(Object point labels)
•••

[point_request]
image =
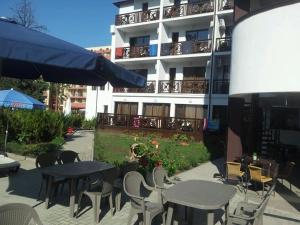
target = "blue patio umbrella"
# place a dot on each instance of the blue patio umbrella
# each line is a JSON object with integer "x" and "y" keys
{"x": 14, "y": 99}
{"x": 30, "y": 54}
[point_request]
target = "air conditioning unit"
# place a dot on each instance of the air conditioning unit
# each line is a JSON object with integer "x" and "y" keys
{"x": 222, "y": 26}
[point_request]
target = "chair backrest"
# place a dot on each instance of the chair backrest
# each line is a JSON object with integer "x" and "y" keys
{"x": 159, "y": 176}
{"x": 45, "y": 160}
{"x": 233, "y": 168}
{"x": 68, "y": 156}
{"x": 18, "y": 214}
{"x": 255, "y": 173}
{"x": 109, "y": 177}
{"x": 289, "y": 168}
{"x": 132, "y": 187}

•••

[What you will do] Write out the records above exactly as they appear, leaving out any pictures.

[Output below]
[point_request]
image =
target = "blue patio umbrella"
# place a dot on each instance of the blue patio umbrella
# each line is a JSON object with integer "x" and "y" keys
{"x": 14, "y": 99}
{"x": 30, "y": 54}
[point_request]
target = "air conditioning unit"
# place a dot on each instance of the air conditioning unit
# each line is a JSON object with integer "x" and "y" keys
{"x": 222, "y": 26}
[point_request]
target = "chair backrest"
# place a dot on each instance of the chair backrest
# each line is a JSON object with integer "x" and "y" keys
{"x": 159, "y": 176}
{"x": 45, "y": 160}
{"x": 233, "y": 168}
{"x": 68, "y": 156}
{"x": 18, "y": 214}
{"x": 255, "y": 173}
{"x": 109, "y": 177}
{"x": 289, "y": 168}
{"x": 132, "y": 187}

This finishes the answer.